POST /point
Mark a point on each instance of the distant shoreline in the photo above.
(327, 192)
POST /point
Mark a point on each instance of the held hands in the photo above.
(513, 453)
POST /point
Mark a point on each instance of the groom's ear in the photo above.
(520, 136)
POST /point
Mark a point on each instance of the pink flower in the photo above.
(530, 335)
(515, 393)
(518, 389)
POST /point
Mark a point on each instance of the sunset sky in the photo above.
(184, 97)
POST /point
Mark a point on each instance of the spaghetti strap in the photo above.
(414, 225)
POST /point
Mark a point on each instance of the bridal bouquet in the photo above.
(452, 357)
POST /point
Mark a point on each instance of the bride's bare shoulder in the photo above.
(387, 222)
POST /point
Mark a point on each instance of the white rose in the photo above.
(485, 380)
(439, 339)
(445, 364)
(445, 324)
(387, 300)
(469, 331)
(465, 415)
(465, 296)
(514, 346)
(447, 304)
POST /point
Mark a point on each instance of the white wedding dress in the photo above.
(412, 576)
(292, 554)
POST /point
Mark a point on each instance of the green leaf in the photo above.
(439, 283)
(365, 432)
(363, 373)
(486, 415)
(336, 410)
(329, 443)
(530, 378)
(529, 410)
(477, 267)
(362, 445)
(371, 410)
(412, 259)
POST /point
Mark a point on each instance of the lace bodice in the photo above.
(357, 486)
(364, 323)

***

**PROBLEM TO WORK ON:**
Copy out precisely those lines which run from the one containing "Mark a point on each instance of the distant" to the end of the material.

**EXERCISE OUTPUT:**
Mark a point on each instance of the distant shoreline in the photo above.
(327, 192)
POST /point
Mark a point on each instance of the held hands in the photo above.
(513, 453)
POST /point
Mark a point on each instance of the groom's ear in the photo above.
(520, 136)
POST /point
Mark a point on each instance of the pink flower in the photo above.
(530, 335)
(515, 393)
(518, 389)
POST /point
Mark a point on each instance of the sunset sky in the photo above.
(184, 97)
POST /point
Mark a point on each instance of the spaghetti strap in the photo above.
(414, 225)
POST /point
Mark a point on each instance of the bridal bouquet in the photo above.
(452, 357)
POST /point
Mark a point on each instance of the bride's bare shoulder in the photo above.
(387, 222)
POST /point
Mark a point on each instance of the white rose in the photo above.
(485, 380)
(439, 339)
(445, 364)
(445, 324)
(387, 300)
(469, 331)
(465, 415)
(465, 296)
(514, 346)
(447, 304)
POST /point
Mark a point on each instance of the white wedding dress in the photo above.
(412, 576)
(292, 554)
POST /point
Mark a point on each instance of the green leaf in the photo above.
(439, 283)
(365, 432)
(363, 373)
(486, 415)
(336, 410)
(329, 443)
(530, 378)
(529, 410)
(477, 267)
(362, 445)
(371, 410)
(412, 259)
POST /point
Mark a point on each instance of the lace bodice in the photo above.
(357, 486)
(364, 323)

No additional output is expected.